[Exercise goal]: Lines containing the word "pomelo" are to be copied from the data below.

Items listed in a dataset
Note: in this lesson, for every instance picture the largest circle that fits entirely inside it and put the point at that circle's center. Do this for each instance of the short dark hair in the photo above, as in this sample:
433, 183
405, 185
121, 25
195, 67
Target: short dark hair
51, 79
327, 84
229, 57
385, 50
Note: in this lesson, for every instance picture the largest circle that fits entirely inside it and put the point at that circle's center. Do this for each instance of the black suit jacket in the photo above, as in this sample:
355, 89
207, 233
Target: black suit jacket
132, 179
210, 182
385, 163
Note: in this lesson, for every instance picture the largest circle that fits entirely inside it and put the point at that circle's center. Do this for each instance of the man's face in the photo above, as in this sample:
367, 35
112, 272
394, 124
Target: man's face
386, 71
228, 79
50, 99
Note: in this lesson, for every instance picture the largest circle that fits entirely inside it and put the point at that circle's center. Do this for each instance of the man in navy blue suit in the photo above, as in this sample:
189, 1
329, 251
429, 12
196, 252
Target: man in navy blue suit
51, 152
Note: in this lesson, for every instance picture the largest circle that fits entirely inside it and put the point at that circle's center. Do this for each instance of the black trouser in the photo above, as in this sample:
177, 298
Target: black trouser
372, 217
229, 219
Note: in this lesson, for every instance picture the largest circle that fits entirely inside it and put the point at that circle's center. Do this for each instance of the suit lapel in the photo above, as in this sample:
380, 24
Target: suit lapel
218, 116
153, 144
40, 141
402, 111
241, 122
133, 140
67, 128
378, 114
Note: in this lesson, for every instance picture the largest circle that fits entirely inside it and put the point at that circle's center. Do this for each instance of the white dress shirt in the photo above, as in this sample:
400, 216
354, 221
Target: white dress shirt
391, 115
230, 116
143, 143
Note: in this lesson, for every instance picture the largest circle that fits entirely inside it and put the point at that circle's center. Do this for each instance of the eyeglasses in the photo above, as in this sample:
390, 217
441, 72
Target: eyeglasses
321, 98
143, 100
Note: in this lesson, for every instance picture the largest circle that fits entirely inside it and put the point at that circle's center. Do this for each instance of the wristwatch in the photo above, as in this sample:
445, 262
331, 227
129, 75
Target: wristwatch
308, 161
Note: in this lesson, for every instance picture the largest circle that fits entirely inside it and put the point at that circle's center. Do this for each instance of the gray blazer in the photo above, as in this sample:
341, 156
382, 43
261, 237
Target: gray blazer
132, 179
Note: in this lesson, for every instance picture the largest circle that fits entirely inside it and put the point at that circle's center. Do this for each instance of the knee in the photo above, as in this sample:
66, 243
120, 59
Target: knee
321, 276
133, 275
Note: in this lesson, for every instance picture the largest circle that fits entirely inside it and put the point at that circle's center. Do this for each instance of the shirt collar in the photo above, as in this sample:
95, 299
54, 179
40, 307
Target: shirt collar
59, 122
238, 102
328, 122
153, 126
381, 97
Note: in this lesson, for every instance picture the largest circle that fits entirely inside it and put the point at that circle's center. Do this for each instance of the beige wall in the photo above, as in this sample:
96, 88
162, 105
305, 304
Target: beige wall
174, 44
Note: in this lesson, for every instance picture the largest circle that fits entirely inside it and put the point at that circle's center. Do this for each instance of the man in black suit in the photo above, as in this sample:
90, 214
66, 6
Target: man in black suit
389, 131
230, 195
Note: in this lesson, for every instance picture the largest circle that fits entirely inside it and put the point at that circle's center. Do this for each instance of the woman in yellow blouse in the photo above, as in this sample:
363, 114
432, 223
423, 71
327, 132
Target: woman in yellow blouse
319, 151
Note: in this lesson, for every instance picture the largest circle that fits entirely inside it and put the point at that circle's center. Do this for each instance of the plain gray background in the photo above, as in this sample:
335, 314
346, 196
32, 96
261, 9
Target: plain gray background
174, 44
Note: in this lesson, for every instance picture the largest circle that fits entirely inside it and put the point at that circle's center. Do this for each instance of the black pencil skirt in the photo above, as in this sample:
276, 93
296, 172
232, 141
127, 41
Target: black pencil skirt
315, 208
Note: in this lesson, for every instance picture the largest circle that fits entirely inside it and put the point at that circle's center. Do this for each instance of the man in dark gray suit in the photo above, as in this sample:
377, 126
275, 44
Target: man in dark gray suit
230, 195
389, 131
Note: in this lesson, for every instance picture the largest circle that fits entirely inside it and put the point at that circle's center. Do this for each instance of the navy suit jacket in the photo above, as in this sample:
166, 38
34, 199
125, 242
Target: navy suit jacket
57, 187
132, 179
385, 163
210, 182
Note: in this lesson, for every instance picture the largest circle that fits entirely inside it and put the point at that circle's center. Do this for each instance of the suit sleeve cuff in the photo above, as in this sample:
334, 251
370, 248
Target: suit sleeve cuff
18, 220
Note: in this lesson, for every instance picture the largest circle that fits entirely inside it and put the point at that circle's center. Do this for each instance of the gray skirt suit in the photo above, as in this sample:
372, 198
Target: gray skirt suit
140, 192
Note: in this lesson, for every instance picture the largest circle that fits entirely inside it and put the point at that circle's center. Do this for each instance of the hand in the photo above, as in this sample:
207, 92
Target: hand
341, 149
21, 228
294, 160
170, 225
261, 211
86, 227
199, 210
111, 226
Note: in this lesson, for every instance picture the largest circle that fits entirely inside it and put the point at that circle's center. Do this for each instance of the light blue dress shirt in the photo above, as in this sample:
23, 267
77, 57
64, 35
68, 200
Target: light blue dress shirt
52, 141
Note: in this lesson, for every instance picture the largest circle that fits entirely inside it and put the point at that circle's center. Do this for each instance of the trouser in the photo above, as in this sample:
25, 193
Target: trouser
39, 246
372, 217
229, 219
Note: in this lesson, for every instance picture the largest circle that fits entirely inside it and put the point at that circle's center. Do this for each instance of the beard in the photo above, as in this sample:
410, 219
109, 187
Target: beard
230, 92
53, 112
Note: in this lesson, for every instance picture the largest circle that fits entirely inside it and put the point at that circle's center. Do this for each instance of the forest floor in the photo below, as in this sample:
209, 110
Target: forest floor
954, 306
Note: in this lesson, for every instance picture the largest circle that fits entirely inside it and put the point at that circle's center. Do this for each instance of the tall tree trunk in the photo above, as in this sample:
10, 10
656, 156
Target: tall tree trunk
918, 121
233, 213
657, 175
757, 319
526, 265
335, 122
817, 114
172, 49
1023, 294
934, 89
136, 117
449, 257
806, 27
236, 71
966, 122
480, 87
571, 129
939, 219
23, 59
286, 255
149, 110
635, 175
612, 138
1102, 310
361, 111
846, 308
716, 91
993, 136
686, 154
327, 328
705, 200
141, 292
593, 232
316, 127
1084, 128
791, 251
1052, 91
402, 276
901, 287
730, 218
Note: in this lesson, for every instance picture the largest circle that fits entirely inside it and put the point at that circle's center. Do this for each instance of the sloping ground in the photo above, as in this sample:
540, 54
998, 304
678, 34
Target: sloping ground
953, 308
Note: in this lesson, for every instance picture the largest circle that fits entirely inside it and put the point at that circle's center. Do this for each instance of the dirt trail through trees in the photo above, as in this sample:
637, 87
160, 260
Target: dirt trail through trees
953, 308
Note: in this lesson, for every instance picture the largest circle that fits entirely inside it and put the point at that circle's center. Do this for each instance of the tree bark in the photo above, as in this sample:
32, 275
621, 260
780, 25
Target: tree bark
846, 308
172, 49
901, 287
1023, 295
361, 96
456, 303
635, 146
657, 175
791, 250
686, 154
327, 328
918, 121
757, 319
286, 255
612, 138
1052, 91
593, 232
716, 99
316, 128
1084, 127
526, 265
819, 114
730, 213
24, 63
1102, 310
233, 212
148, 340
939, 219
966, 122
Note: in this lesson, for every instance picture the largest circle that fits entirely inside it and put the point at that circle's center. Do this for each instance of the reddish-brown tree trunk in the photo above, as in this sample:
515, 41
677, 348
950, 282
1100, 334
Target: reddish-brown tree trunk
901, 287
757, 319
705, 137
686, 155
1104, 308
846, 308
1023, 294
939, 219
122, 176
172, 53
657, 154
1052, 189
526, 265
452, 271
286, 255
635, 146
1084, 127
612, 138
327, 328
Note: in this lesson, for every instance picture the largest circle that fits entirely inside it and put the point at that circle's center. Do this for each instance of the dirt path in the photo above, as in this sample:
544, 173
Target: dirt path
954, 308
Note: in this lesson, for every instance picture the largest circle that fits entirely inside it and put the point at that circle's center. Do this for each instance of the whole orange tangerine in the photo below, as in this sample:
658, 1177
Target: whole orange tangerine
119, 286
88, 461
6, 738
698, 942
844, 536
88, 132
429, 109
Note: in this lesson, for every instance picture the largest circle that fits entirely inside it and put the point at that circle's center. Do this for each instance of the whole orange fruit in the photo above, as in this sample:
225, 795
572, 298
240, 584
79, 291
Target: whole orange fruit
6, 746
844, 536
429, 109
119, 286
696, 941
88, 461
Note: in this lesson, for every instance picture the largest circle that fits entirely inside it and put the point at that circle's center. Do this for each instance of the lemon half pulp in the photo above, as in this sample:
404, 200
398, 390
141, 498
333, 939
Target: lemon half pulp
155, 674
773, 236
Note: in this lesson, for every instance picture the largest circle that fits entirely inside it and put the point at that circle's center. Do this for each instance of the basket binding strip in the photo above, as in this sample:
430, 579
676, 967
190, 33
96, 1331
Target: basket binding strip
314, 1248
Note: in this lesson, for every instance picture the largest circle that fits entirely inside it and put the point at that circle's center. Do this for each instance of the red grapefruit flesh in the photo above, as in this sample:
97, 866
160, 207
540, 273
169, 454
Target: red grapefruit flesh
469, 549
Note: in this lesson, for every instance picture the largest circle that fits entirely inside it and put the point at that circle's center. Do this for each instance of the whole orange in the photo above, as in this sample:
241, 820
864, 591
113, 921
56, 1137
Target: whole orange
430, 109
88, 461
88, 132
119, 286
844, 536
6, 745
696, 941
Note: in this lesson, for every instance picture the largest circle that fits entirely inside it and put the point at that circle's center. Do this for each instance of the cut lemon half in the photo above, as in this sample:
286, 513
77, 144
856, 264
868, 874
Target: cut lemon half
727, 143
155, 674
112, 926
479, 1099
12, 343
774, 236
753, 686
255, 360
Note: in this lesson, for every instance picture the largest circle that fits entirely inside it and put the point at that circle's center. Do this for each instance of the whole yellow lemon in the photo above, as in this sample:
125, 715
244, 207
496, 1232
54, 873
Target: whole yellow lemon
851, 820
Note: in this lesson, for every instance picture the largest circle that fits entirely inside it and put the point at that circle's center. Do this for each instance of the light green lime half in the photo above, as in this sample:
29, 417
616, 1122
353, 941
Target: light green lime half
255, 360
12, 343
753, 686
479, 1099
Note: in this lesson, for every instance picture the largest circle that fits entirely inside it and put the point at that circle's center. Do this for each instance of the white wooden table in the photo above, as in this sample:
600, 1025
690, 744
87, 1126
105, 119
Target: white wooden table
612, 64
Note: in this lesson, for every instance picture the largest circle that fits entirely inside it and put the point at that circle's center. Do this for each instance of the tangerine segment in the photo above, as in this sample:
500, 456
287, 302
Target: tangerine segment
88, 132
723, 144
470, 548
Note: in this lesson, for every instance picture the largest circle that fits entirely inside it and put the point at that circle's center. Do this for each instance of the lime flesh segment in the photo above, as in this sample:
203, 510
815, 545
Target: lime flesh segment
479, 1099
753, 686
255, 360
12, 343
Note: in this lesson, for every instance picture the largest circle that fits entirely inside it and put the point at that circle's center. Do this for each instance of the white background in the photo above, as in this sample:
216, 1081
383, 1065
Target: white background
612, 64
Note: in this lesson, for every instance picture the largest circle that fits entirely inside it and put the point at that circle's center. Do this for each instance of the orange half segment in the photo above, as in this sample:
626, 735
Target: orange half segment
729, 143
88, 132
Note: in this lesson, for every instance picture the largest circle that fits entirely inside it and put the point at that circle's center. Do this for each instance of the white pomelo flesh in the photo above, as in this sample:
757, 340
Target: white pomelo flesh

[Problem solution]:
Note: in this lesson, for every instance picture the largest circle that fits entirely inside it and put the point at that circle's center. Do this for each instance of the white pomelo flesh in the photo above, as in this sample:
Target: white pomelo flesh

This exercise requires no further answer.